[Records from a dataset]

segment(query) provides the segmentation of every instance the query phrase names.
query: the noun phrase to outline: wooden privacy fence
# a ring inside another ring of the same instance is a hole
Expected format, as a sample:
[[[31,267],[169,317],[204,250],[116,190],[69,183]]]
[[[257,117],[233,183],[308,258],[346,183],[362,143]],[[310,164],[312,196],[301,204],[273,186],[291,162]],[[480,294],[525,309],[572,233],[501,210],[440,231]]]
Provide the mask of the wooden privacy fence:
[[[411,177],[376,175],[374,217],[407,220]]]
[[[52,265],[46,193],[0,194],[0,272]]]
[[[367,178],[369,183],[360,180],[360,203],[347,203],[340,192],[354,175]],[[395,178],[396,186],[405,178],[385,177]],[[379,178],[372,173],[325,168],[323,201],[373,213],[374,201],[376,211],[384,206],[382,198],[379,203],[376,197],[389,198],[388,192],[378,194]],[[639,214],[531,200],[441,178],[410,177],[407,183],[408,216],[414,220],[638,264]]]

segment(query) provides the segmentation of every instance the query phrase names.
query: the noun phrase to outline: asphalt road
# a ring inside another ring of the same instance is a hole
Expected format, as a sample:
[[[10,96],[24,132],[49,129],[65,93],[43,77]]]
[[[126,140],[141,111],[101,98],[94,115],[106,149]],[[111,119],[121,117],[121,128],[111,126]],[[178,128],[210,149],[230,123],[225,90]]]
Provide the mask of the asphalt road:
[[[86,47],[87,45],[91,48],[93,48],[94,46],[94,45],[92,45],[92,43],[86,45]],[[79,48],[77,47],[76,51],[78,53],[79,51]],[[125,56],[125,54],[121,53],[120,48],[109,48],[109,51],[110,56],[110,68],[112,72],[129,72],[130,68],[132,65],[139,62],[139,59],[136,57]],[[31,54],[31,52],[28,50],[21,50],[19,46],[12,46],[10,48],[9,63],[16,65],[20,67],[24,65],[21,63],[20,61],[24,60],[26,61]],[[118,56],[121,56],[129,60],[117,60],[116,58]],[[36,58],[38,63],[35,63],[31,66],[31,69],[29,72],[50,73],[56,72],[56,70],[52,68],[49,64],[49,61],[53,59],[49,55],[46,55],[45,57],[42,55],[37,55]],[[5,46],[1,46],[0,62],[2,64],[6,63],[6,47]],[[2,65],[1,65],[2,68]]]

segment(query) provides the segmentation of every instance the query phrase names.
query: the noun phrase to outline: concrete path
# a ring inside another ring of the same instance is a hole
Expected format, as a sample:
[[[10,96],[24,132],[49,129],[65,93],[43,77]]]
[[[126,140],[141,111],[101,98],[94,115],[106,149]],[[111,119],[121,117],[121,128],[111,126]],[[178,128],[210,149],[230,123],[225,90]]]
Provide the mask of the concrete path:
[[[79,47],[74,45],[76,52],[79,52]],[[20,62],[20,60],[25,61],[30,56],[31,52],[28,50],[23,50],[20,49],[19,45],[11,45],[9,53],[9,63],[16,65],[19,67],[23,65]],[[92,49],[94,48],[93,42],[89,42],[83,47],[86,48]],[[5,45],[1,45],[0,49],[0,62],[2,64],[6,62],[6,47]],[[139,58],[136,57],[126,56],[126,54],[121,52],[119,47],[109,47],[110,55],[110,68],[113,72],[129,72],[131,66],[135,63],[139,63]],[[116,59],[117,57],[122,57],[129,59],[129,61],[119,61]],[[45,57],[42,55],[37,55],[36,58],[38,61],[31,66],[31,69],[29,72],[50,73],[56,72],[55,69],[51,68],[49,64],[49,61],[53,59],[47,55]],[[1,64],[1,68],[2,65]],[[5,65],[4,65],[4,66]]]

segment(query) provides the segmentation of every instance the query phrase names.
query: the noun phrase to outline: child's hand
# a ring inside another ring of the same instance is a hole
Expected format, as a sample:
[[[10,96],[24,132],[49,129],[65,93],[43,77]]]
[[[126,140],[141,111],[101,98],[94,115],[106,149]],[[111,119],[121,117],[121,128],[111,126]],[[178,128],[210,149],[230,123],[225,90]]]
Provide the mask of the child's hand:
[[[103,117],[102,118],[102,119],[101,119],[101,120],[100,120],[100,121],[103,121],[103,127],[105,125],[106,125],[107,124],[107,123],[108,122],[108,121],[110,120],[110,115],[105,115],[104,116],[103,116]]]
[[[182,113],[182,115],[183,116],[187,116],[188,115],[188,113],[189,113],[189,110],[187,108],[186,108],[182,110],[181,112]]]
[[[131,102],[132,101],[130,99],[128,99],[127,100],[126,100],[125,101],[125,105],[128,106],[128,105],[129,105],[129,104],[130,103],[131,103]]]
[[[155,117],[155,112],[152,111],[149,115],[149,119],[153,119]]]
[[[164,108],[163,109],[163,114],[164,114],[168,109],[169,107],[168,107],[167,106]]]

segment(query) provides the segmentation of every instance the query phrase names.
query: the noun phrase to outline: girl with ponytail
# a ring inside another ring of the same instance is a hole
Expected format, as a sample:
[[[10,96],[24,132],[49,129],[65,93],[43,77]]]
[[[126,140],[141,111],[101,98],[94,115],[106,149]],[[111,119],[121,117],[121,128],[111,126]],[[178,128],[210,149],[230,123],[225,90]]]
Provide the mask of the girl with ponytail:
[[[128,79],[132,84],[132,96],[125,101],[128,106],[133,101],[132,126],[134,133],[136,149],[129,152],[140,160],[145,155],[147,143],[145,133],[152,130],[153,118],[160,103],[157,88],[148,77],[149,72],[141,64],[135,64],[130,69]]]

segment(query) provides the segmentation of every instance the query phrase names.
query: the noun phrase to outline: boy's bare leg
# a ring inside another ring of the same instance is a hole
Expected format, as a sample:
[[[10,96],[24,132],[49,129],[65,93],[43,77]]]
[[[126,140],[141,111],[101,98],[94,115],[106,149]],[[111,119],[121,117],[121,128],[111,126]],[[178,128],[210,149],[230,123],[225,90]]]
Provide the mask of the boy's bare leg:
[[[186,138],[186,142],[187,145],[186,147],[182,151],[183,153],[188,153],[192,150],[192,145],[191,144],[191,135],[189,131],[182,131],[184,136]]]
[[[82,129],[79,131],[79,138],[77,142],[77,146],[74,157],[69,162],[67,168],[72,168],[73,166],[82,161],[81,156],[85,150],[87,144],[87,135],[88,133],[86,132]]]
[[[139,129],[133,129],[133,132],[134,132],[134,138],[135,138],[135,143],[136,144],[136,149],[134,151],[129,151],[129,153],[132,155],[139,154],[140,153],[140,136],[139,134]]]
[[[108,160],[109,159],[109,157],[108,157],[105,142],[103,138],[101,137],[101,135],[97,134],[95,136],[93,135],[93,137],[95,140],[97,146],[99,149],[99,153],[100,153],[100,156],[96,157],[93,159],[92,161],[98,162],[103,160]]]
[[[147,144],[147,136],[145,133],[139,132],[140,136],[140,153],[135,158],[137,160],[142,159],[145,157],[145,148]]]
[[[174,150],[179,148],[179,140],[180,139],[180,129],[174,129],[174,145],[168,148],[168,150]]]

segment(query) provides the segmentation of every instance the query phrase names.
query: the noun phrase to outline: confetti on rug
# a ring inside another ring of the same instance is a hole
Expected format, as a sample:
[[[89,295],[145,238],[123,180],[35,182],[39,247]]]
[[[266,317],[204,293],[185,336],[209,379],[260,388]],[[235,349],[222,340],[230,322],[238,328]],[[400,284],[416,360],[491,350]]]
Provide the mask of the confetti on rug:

(WORK REQUIRED): Reproduce the records word for word, from their first line through the line containing "[[[52,265],[46,193],[0,194],[0,272]]]", including both.

(FINAL RESULT):
segment(query) provides the segmentation of every instance the query phrase names.
query: the noun phrase to outline: wooden privacy fence
# a ring inside another ring of the same instance is a hole
Expected format, as a sample:
[[[31,267],[169,317],[204,250],[116,190],[69,183]]]
[[[257,117],[233,183],[308,258],[346,183],[362,143]],[[310,164],[312,196],[301,204],[273,186],[291,162]],[[480,294],[525,309],[572,233],[501,210],[440,231]]]
Provide the mask of the wooden privacy fence:
[[[411,177],[376,175],[374,217],[407,220]]]
[[[52,265],[46,193],[0,194],[0,272]]]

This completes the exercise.